● EXERCISE DETAILS
Nothing other than the lines from the one containing "Put one point on every instance of the beige" through the close of the entries below should be printed, each exactly.

(Natural language region descriptions)
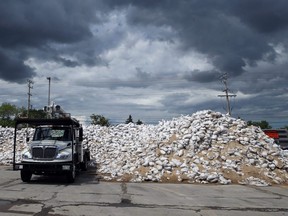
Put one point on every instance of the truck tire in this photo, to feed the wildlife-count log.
(26, 175)
(71, 175)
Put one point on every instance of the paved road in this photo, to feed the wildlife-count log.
(87, 196)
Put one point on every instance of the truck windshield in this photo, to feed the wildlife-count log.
(48, 133)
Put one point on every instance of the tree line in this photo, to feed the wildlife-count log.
(9, 112)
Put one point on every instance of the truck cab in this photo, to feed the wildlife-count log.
(55, 148)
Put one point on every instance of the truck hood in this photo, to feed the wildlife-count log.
(60, 144)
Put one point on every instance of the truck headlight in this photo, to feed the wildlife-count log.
(62, 155)
(26, 155)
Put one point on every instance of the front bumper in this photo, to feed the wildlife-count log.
(44, 167)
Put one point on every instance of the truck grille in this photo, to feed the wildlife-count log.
(44, 152)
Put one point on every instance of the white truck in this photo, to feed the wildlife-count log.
(55, 149)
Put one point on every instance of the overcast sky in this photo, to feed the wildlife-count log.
(152, 59)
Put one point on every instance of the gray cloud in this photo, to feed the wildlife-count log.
(31, 27)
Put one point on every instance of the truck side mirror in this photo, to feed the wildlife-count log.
(80, 134)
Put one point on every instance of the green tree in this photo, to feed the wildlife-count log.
(262, 124)
(99, 120)
(139, 122)
(129, 120)
(7, 114)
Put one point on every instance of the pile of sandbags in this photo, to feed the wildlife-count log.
(206, 147)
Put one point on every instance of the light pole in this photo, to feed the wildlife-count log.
(49, 79)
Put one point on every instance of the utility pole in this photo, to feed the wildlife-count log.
(224, 78)
(30, 82)
(49, 79)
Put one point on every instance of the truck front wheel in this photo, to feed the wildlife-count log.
(71, 175)
(26, 175)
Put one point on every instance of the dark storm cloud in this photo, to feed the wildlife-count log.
(202, 76)
(233, 34)
(32, 28)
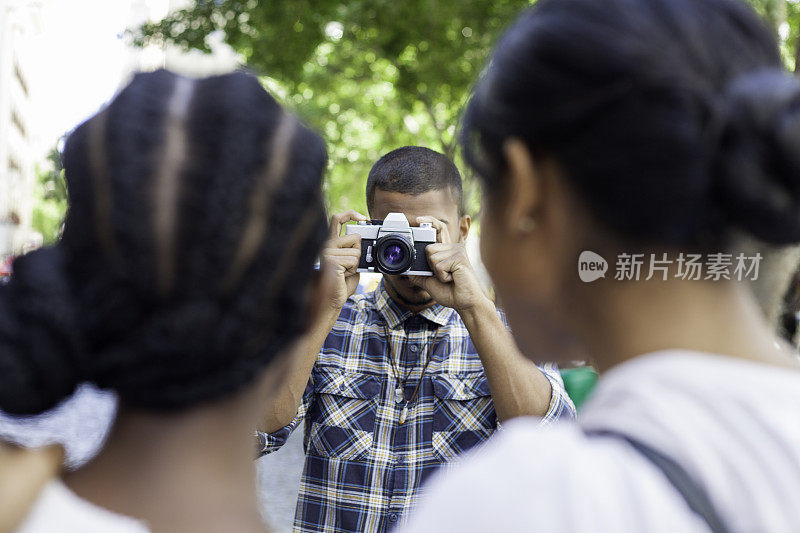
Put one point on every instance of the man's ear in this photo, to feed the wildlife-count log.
(464, 223)
(524, 187)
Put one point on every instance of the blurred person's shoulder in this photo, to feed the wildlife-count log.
(549, 479)
(60, 509)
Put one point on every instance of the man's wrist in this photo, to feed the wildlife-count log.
(482, 308)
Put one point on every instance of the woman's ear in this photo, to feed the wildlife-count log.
(524, 188)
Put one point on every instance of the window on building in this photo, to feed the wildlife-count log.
(20, 79)
(17, 122)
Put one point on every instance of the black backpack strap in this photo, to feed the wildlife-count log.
(695, 496)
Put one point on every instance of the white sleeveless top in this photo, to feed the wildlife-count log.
(60, 509)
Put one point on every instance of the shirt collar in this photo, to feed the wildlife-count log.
(394, 315)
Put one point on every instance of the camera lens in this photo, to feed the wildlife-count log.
(393, 254)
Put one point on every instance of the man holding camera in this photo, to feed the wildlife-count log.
(408, 377)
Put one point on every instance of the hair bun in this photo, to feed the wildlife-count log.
(40, 346)
(758, 159)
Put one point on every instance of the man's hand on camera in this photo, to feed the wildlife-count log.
(454, 283)
(340, 260)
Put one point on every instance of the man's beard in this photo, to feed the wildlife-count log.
(423, 300)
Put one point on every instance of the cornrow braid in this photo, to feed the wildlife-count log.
(173, 195)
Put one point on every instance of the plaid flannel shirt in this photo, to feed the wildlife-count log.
(363, 468)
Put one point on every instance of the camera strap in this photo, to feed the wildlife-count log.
(399, 392)
(695, 496)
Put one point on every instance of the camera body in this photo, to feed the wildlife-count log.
(393, 247)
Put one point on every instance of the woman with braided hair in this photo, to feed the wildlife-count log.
(183, 277)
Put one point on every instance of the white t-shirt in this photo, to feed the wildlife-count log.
(58, 509)
(733, 425)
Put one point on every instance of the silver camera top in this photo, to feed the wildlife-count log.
(393, 246)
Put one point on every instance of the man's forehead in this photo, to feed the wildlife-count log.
(438, 203)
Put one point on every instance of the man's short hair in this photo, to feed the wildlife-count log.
(414, 170)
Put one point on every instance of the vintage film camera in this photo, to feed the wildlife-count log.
(392, 246)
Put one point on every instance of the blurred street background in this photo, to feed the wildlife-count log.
(369, 75)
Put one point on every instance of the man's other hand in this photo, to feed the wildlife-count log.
(339, 261)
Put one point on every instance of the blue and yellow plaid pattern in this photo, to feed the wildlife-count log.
(363, 468)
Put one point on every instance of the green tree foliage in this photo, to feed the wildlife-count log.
(369, 75)
(784, 17)
(50, 203)
(372, 75)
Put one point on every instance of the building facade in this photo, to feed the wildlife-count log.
(20, 21)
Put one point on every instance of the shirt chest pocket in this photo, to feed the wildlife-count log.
(463, 414)
(343, 416)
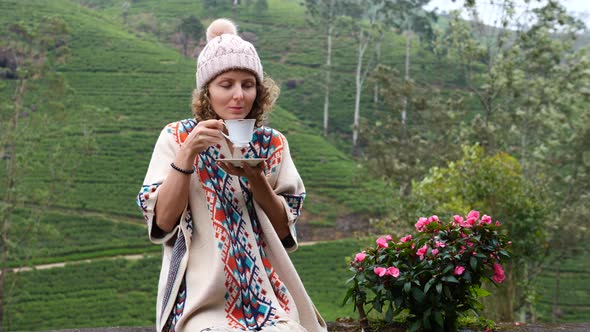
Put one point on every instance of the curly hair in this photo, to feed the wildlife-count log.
(267, 93)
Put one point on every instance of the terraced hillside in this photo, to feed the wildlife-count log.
(124, 87)
(130, 87)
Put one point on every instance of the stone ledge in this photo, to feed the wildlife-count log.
(352, 327)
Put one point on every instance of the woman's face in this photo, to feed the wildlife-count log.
(232, 94)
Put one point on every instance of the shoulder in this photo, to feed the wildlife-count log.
(179, 130)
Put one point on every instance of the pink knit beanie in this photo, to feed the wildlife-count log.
(225, 50)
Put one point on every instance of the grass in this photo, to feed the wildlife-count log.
(124, 87)
(122, 293)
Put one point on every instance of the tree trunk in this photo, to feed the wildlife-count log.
(376, 87)
(406, 79)
(359, 86)
(328, 69)
(555, 312)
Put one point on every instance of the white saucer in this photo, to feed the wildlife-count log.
(238, 162)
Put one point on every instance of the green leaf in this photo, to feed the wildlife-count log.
(473, 263)
(429, 284)
(407, 287)
(450, 279)
(377, 304)
(418, 294)
(438, 318)
(389, 314)
(348, 295)
(480, 292)
(448, 268)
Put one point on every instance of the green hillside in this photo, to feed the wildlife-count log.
(138, 85)
(124, 86)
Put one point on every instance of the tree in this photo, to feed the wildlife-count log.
(324, 14)
(189, 31)
(402, 154)
(369, 22)
(495, 185)
(366, 21)
(528, 82)
(37, 49)
(416, 21)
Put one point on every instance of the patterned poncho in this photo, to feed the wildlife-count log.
(223, 264)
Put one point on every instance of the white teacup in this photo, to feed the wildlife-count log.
(240, 131)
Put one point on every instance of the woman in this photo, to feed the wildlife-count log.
(226, 230)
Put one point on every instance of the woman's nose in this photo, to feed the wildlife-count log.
(238, 93)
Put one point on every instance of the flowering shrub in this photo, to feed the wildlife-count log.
(433, 277)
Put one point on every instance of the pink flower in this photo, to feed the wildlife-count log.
(360, 256)
(473, 214)
(499, 275)
(380, 271)
(393, 271)
(422, 251)
(469, 222)
(486, 219)
(421, 224)
(406, 238)
(382, 242)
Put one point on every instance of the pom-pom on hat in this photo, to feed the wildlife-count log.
(225, 50)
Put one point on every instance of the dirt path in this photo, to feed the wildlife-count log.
(62, 264)
(129, 257)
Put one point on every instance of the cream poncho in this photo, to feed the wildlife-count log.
(224, 265)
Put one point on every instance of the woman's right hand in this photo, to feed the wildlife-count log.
(206, 133)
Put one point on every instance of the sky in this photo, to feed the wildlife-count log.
(489, 10)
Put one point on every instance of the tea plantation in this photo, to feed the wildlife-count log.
(123, 87)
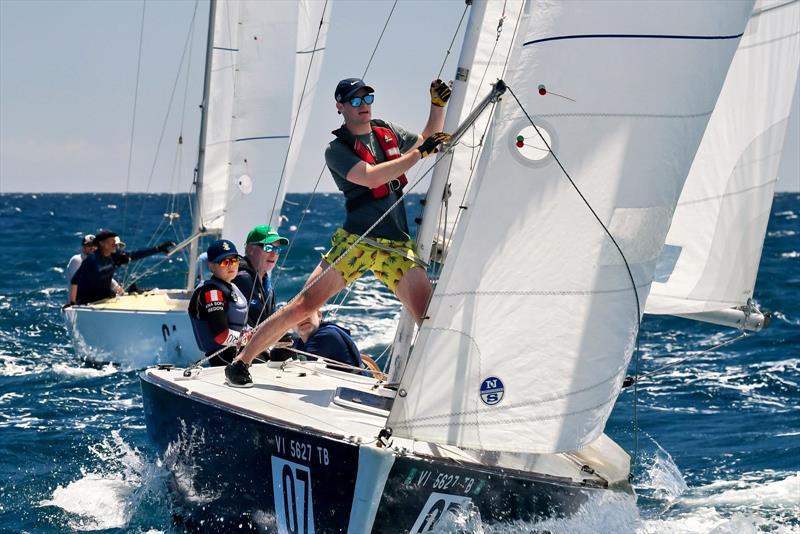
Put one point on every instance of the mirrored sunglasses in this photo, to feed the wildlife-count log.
(356, 101)
(271, 248)
(228, 261)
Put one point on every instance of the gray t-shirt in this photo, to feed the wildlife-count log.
(341, 158)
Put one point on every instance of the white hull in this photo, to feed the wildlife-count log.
(135, 331)
(300, 447)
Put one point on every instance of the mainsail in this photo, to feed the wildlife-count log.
(713, 248)
(263, 54)
(534, 318)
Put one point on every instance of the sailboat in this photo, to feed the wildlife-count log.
(262, 65)
(501, 405)
(707, 268)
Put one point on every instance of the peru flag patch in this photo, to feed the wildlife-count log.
(215, 295)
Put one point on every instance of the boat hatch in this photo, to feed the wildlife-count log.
(363, 401)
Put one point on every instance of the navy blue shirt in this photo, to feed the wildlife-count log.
(261, 298)
(333, 342)
(94, 278)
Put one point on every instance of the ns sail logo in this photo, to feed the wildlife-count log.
(492, 390)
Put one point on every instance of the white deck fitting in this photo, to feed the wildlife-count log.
(302, 395)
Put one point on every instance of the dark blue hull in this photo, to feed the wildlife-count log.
(248, 466)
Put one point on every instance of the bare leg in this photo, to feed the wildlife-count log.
(414, 291)
(286, 318)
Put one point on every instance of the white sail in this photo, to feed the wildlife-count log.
(487, 61)
(261, 53)
(713, 248)
(534, 319)
(219, 116)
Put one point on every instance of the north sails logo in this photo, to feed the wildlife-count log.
(492, 390)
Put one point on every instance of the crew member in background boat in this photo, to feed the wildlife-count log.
(368, 160)
(328, 340)
(261, 250)
(94, 279)
(121, 257)
(87, 247)
(218, 309)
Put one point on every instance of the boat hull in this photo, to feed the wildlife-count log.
(247, 467)
(135, 331)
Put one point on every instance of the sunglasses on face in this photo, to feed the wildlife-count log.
(356, 101)
(271, 248)
(228, 261)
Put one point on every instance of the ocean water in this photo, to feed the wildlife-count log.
(718, 438)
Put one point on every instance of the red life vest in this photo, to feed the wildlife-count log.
(391, 149)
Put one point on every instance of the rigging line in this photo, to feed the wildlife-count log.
(176, 176)
(471, 175)
(181, 63)
(627, 268)
(133, 119)
(629, 381)
(479, 146)
(297, 114)
(453, 40)
(377, 44)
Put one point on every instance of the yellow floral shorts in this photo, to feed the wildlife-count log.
(388, 267)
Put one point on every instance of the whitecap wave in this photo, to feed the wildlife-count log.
(108, 497)
(70, 371)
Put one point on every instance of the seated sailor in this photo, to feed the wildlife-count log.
(94, 280)
(218, 309)
(262, 247)
(327, 340)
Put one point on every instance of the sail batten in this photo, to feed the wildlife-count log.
(534, 318)
(261, 68)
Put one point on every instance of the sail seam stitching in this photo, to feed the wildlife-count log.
(630, 115)
(635, 36)
(726, 195)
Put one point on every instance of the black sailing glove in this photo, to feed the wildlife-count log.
(166, 246)
(431, 144)
(440, 93)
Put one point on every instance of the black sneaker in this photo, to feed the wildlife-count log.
(237, 375)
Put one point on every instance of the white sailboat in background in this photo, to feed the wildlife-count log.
(707, 270)
(262, 65)
(513, 375)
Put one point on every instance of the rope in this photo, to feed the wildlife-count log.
(632, 380)
(453, 40)
(186, 47)
(297, 115)
(133, 119)
(377, 44)
(627, 268)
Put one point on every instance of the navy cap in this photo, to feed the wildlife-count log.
(103, 234)
(221, 249)
(348, 87)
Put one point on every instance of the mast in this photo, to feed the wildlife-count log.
(197, 220)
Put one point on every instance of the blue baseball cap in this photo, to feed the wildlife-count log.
(221, 249)
(348, 87)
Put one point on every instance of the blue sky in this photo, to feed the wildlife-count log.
(68, 73)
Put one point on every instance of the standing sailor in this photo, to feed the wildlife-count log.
(87, 247)
(218, 309)
(262, 248)
(368, 160)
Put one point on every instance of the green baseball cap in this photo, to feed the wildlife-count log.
(264, 233)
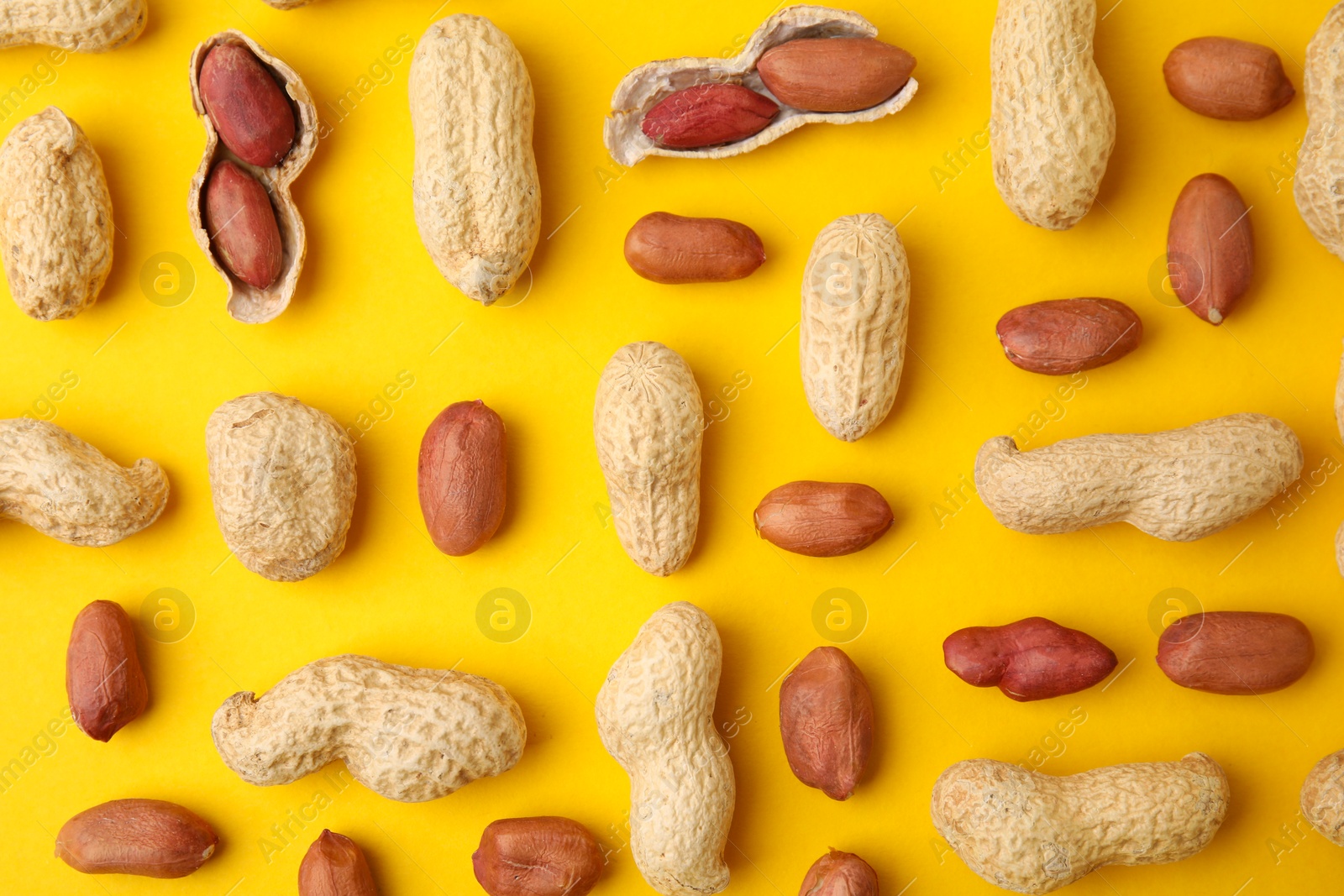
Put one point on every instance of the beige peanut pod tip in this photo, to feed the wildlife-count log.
(1052, 121)
(1178, 485)
(655, 715)
(477, 201)
(55, 217)
(282, 479)
(648, 423)
(1034, 833)
(405, 734)
(84, 26)
(66, 488)
(855, 312)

● ANSWER TO THIS PROBLEM
Put one point on every instance of the beige peanut pod tip in this photo, to feed the wildlife-count log.
(1052, 121)
(1178, 485)
(655, 715)
(477, 201)
(55, 217)
(282, 479)
(648, 423)
(1034, 833)
(405, 734)
(84, 26)
(66, 488)
(855, 312)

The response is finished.